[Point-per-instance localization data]

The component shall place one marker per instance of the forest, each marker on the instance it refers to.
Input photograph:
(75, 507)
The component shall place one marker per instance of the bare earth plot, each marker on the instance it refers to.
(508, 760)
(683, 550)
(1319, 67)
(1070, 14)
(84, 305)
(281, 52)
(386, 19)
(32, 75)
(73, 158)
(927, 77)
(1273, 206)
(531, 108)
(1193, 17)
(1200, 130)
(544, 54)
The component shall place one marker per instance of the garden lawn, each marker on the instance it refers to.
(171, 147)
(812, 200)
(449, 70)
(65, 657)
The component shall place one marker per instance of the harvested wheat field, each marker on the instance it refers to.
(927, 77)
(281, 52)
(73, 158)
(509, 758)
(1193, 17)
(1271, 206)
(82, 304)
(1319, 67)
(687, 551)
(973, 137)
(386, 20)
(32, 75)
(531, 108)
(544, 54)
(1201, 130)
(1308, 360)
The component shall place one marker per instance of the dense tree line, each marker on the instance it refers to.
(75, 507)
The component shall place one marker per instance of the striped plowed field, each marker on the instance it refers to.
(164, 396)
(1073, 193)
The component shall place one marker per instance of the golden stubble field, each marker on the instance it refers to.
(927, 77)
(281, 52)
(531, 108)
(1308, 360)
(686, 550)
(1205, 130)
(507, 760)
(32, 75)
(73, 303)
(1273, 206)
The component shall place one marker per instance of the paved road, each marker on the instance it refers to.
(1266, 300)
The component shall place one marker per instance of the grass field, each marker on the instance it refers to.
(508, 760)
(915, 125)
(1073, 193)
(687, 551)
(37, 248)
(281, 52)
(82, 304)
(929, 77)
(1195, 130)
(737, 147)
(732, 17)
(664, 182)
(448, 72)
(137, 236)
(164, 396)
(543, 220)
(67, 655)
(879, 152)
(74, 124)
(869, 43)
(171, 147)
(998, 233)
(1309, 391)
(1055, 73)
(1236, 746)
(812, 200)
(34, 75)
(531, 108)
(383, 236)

What you should do » The entire set of entries, and nothing else, should be set down exactly.

Exercise response »
The component shall place one marker per instance of the forest, each marker on the instance it refers to.
Input photograph:
(75, 507)
The component shall place one marker per instance of the bare earth plot, each marker on the instance it refers to.
(508, 760)
(683, 550)
(1319, 67)
(1070, 14)
(84, 305)
(281, 52)
(386, 19)
(32, 75)
(73, 158)
(927, 77)
(1273, 206)
(531, 108)
(1193, 17)
(1200, 130)
(544, 54)
The component shall place one marker per instance of the garden lawn, each marker on the instance it refers to.
(171, 147)
(812, 200)
(449, 70)
(65, 657)
The component shall place one marker per instance of the harvested wheat field, each marker on the instance it refers to.
(927, 77)
(281, 52)
(73, 158)
(509, 758)
(1193, 17)
(1271, 206)
(82, 304)
(1319, 67)
(687, 551)
(973, 137)
(386, 20)
(32, 75)
(531, 108)
(544, 54)
(1201, 130)
(1308, 360)
The component shall place one marker per instance of the dense tree line, each marker on the instance it refers to.
(75, 507)
The component shall place one marker per instance of the striped plowed field, each marker on the instance it refers to.
(164, 396)
(1073, 193)
The component shall place one marker per instance of the golden stubble field, each marker on the instance it refers to.
(927, 77)
(281, 52)
(531, 108)
(1308, 360)
(686, 550)
(1205, 130)
(507, 760)
(32, 75)
(73, 303)
(1273, 206)
The component shall place one marker per instance of the paved road, each marker on the instance it refers to.
(1266, 300)
The component shall place one marker per instance of the grass field, each marker on the instance it refers to.
(508, 760)
(915, 125)
(1073, 193)
(687, 551)
(37, 248)
(281, 52)
(82, 304)
(929, 77)
(1195, 130)
(737, 147)
(732, 17)
(664, 182)
(448, 72)
(137, 236)
(164, 396)
(543, 220)
(67, 655)
(879, 152)
(74, 124)
(869, 43)
(171, 147)
(998, 233)
(1309, 391)
(1055, 73)
(1236, 746)
(812, 200)
(34, 75)
(531, 108)
(383, 236)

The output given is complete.